Try it: Whenever a line in the following entries includes "three", tally it. Report nothing except the final count.

Data records:
====================

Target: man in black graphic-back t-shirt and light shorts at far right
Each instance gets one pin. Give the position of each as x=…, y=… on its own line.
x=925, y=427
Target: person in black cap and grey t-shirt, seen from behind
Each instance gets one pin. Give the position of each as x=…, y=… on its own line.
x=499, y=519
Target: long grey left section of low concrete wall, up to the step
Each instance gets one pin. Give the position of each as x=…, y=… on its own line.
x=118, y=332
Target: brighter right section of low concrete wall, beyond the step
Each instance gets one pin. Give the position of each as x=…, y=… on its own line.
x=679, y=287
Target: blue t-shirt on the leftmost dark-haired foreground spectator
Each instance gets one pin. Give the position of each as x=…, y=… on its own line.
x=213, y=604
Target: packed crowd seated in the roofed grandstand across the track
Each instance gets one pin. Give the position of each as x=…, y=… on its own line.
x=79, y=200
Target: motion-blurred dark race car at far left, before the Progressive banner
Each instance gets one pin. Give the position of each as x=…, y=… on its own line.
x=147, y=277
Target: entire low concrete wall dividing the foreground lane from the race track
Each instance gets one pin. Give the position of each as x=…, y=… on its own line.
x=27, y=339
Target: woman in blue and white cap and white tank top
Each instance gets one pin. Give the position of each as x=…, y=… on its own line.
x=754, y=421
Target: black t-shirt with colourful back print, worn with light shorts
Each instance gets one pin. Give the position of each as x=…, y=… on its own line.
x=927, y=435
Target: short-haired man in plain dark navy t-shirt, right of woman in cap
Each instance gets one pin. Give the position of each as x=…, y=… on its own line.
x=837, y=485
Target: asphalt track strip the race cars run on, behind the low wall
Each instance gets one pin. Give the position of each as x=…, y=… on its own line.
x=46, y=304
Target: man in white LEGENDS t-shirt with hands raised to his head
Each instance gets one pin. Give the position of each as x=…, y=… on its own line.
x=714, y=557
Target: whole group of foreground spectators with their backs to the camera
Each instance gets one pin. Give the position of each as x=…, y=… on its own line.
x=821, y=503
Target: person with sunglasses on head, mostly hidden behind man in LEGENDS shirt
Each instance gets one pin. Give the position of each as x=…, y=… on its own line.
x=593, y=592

====================

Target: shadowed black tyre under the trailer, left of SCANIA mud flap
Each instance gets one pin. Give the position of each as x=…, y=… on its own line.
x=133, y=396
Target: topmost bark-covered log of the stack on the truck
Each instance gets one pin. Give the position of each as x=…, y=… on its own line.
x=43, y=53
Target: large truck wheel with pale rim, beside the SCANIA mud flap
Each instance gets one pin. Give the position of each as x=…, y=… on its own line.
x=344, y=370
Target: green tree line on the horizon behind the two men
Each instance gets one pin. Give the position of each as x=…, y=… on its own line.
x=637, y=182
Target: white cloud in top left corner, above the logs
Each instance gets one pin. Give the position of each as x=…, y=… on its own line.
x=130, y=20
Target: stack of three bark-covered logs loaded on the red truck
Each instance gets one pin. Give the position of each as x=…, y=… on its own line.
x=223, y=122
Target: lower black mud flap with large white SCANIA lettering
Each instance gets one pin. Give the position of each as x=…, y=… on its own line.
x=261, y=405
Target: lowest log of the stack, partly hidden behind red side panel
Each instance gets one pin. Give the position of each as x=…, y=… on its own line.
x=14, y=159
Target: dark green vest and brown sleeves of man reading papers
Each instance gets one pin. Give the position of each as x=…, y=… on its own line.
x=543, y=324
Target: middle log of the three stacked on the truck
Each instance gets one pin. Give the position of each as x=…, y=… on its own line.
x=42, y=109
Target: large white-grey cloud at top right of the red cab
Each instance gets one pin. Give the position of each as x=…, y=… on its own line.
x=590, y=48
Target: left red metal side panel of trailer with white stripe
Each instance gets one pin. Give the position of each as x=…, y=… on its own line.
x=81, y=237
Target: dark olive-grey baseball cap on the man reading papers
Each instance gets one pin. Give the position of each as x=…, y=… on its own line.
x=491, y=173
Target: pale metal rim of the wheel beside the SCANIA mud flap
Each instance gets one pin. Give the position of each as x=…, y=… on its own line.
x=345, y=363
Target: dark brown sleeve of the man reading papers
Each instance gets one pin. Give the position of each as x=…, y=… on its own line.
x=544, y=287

====================

Answer for this exercise: 2